◆ Tasks to complete ◆
1. In two sentences, summarize the extract on automated voice analysis.
2. Answer these questions from the extract on automated voice analysis:
(a) Whom does the extract quote on the link between gender and the voice?
(b) Which three categories do mental health care workers use to classify the recorded phone calls?
(c) In what decade were the symptom assessment questionnaires developed?

This is not to deny that pronunciation patterns are socioculturally mediated or a vital resource for self-expression, nor to condemn anyone who draws associations between sonic qualities, identity, or life history. The trouble arises when research labs and technology companies assert that highly mutable social categories (e.g. race, citizenship, gender, sexuality, disability) are definitively knowable through the voice, as if vocal qualities can be used to classify people into discrete types marked by rigid, acoustic, and, by extension, physiological boundaries. For instance, research claiming to use automated voice analysis to “identify” a speaker’s gender insinuates an artificially durable and finite correspondence between gender and the voice, implying that gender has some concrete, anatomical component that can be traced back to the bodily apparatuses involved in vocalization. As sociologist and leading AI ethics researcher Alex Hanna has pointed out, this line of thinking is akin to asserting that “how someone’s voice resonates in their skull” depends on and is determined by gender.

Similar issues abound in efforts to integrate automated voice analysis into mental health care. Assertions that AI can “more accurately detect depressed mood using the sound of your voice” frame affective states like depression — which could be interpreted as a reasonable response to things like global pandemics, police brutality, ableism, wage theft, and catastrophic climate change — as the outcome of audible biological glitches. My research suggests that the ability of AI to identify vocal biomarkers is often oversold, or else glosses over the highly subjective processes involved in building these systems. As I discuss in a recent article (Semel 2021) investigating a smartphone application designed to monitor users diagnosed with bipolar disorder and predict when they will have a manic or depressive episode based on voice changes, distinguishing between “pathological” and “non-pathological” voice sounds is a fuzzy, imprecise ordeal. To gather training data for their model, researchers record phone conversations between people diagnosed with bipolar disorder and mental health care workers, who classify the phone calls as either “depressed,” “manic,” or “asymptomatic” according to symptom assessment questionnaires developed in the 1980s. Research assistants then add metadata labels to the call by listening to them, trying to pay attention only to the sounds of the person’s voice and score the audio file based on how positive or energized the voice sounds. What the resulting AI “identifies” in the voice, then, is the outcome of what the health care workers and the research assistants think they heard.

◆ Extracted material ◆
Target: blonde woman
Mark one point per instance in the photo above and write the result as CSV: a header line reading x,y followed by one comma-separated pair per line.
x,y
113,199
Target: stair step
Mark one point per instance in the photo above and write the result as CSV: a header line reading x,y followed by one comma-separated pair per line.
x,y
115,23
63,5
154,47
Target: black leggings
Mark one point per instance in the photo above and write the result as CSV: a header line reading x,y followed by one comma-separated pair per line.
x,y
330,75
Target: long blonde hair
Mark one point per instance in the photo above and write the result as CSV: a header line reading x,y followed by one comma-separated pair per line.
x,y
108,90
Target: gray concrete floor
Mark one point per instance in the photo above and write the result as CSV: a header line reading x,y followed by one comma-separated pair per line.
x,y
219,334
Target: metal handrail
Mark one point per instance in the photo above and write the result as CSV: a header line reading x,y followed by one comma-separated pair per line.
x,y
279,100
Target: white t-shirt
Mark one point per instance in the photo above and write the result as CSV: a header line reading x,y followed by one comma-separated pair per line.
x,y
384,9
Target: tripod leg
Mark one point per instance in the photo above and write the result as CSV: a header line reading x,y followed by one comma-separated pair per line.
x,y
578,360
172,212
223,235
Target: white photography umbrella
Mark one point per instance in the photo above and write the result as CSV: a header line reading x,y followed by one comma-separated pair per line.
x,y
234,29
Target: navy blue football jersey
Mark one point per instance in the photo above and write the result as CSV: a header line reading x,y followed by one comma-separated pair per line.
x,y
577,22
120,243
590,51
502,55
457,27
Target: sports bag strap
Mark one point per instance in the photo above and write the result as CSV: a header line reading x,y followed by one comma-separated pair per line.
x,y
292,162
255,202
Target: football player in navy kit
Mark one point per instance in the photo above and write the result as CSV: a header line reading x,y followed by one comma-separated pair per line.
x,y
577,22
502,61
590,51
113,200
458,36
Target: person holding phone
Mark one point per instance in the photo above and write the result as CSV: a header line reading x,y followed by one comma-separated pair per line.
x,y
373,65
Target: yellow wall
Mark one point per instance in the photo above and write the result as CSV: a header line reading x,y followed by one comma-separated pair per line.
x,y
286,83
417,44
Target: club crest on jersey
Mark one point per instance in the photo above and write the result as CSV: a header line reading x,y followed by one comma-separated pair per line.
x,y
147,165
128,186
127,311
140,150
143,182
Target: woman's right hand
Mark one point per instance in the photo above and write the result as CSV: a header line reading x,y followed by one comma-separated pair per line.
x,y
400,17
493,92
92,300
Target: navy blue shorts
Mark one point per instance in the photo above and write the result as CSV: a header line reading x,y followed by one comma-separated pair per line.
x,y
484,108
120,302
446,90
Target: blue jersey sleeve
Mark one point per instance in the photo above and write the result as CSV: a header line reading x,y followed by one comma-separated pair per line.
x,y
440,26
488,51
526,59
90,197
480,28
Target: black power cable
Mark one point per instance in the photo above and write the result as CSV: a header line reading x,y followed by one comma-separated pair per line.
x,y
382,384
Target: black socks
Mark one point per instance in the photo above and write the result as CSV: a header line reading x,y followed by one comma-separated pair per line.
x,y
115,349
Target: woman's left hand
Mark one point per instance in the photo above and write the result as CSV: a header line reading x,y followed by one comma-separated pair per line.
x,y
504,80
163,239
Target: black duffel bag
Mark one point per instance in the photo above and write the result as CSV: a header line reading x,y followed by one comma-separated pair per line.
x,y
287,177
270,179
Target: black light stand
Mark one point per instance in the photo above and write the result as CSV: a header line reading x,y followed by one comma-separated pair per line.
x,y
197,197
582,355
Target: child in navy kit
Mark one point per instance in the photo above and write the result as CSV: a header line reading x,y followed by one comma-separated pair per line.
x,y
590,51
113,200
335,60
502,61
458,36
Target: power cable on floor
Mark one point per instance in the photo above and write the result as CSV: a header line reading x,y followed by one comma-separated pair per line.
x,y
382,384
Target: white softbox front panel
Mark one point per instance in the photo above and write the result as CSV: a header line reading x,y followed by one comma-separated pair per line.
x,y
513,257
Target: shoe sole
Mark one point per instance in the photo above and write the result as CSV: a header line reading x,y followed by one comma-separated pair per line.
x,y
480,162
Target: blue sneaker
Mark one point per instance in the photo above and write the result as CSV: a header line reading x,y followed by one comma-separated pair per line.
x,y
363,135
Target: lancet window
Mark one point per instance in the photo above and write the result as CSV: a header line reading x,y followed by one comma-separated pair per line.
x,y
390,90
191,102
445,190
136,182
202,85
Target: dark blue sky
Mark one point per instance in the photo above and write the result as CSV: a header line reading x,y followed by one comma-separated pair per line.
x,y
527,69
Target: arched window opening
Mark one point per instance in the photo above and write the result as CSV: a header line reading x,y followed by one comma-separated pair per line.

◆ Answers in order ◆
1. Research labs and technology companies go wrong when they claim that mutable social categories such as gender are definitively knowable through the voice, as if vocal qualities marked rigid, physiological boundaries between types of people. Similar problems arise in mental health care, where the writer's research suggests that AI's ability to identify vocal biomarkers is often oversold, since what such a system "identifies" is the outcome of what health care workers and research assistants think they heard.

2.
(a) Alex Hanna, a sociologist and leading AI ethics researcher
(b) "Depressed," "manic," and "asymptomatic"
(c) The 1980s